---------- EXCERPT PROVIDED

As a report published Wednesday revealed the loss of over 500,000 jobs since the Taliban retook control of Afghanistan last August, critics of the Biden administration’s policy of economic sanctions and freezing billions of dollars in Afghan government funds renewed warnings of a “U.S.-fueled genocide” in the starving, suffering, war-torn nation.
“The Taliban barely fired a shot in taking over the country last summer, but the U.S., with the press of a button, has flattened it.”
The United Nations International Labor Organization (ILO) reported that Afghanistan’s economy has been “paralyzed” since the Taliban takeover, with more than half a million jobs lost in the third quarter of 2021, much of the decline attributable to a precipitous drop in “women’s participation in the workplace.”
The agency projects further employment losses of 700,000 to over 900,000 by mid-2022.
However, a direr—yet connected—crisis is being largely blamed on the Biden administration’s punitive policies that, while meant to target the Taliban, are causing grievous harm to ordinary Afghans.
The Intercept‘s Ryan Grim and Sara Sirota noted Wednesday that after the Taliban seized power, the United States—which as an occupying power controlled Afghanistan’s foreign currency reserves—froze more than $9 billion in funds belonging to the country.
Excellent journalism from @ryangrim and @SaraLSirota shows how the fight to save millions of people in Afghanistan from deadly US sanctions is taking place in Congress; grassroots pressure matters! https://t.co/OvotFS5SGT pic.twitter.com/6c5MfR2fxK
— Mark Weisbrot (@MarkWeisbrot) January 20, 2022
On August 14, $300 million was scheduled for transfer to the U.S.-backed Afghan government. However, the Taliban entered Kabul the following day, and U.S. Secretary of State Antony Blinken stopped the transfer.

--------------------
---------- DATASET ENTRIES

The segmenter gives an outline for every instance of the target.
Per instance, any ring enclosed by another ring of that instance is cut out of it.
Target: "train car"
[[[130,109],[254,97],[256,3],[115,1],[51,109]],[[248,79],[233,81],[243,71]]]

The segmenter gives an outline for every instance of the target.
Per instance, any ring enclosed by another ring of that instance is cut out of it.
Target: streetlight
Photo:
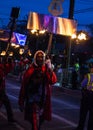
[[[84,31],[80,31],[76,34],[73,34],[71,37],[69,37],[69,48],[68,48],[68,62],[67,62],[67,79],[68,79],[68,86],[70,84],[70,75],[69,75],[69,70],[70,70],[70,56],[71,56],[71,43],[72,40],[75,40],[77,44],[79,44],[79,41],[82,40],[87,40],[87,33]]]

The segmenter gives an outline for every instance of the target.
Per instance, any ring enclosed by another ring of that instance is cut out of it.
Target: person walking
[[[15,122],[10,100],[6,94],[4,66],[0,63],[0,108],[5,106],[8,122]]]
[[[23,75],[18,103],[20,110],[24,110],[24,119],[31,123],[32,130],[40,130],[43,121],[50,121],[52,118],[51,85],[56,83],[57,77],[50,64],[45,61],[45,53],[38,50],[33,62]],[[37,129],[33,122],[34,104],[40,112]]]
[[[84,130],[87,114],[87,130],[93,130],[93,65],[90,66],[90,72],[87,73],[81,82],[82,99],[80,106],[79,124],[76,130]]]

--------------------

▸ WORK TO COMPLETE
A - Decide whether each of the statements below agrees with the article on Afghanistan's job losses, answering yes or no for each and quoting the deciding words of the article: (i) the ILO reported that more than half a million jobs were lost in the third quarter of 2021; (ii) the ILO projects employment losses of more than one million by mid-2022; (iii) Antony Blinken stopped a transfer of $300 million that had been scheduled for August 14.
B - Reproduce the stretch of the article on Afghanistan's job losses from "The Intercept‘s Ryan" through "stopped the transfer.".

▸ LIST OF SOLUTIONS
A -
(i) Yes: "with more than half a million jobs lost in the third quarter of 2021"
(ii) No: "The agency projects further employment losses of 700,000 to over 900,000 by mid-2022."
(iii) Yes: "On August 14, $300 million was scheduled for transfer to the U.S.-backed Afghan government. However, the Taliban entered Kabul the following day, and U.S. Secretary of State Antony Blinken stopped the transfer."

B -
The Intercept‘s Ryan Grim and Sara Sirota noted Wednesday that after the Taliban seized power, the United States—which as an occupying power controlled Afghanistan’s foreign currency reserves—froze more than $9 billion in funds belonging to the country.
Excellent journalism from @ryangrim and @SaraLSirota shows how the fight to save millions of people in Afghanistan from deadly US sanctions is taking place in Congress; grassroots pressure matters! https://t.co/OvotFS5SGT pic.twitter.com/6c5MfR2fxK
— Mark Weisbrot (@MarkWeisbrot) January 20, 2022
On August 14, $300 million was scheduled for transfer to the U.S.-backed Afghan government. However, the Taliban entered Kabul the following day, and U.S. Secretary of State Antony Blinken stopped the transfer.